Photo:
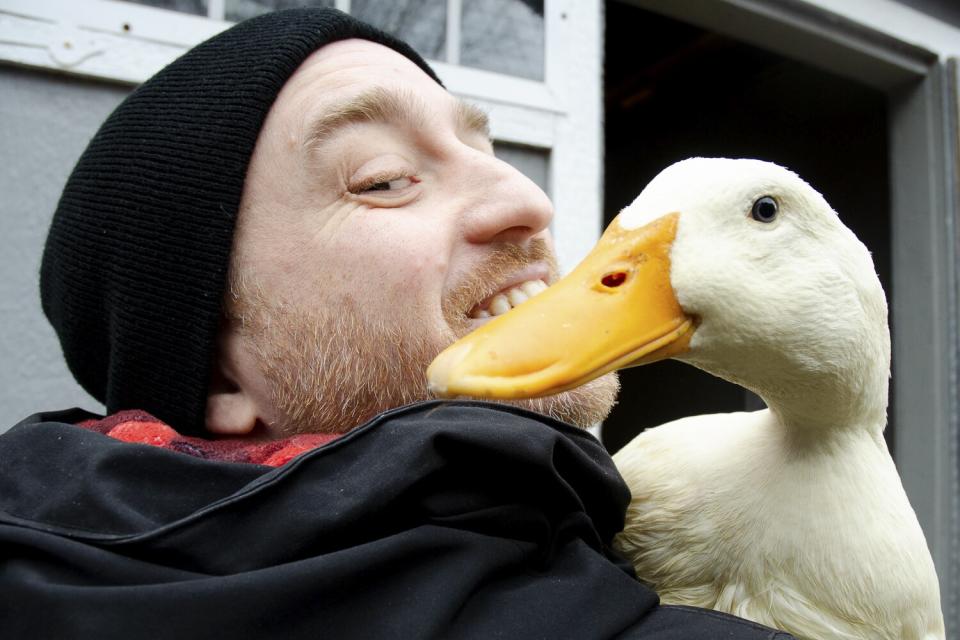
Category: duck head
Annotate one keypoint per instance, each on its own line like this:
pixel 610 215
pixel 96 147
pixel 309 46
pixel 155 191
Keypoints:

The task: Format the data above as a JSON list of strings, with one string per line and blank lines dropped. Leave the picture out.

Solution to this task:
[
  "Photo:",
  "Category: duck head",
  "Annotate one keypoint per instance, each on its own line like this:",
  "pixel 610 215",
  "pixel 96 147",
  "pixel 309 46",
  "pixel 155 191",
  "Keypoints:"
]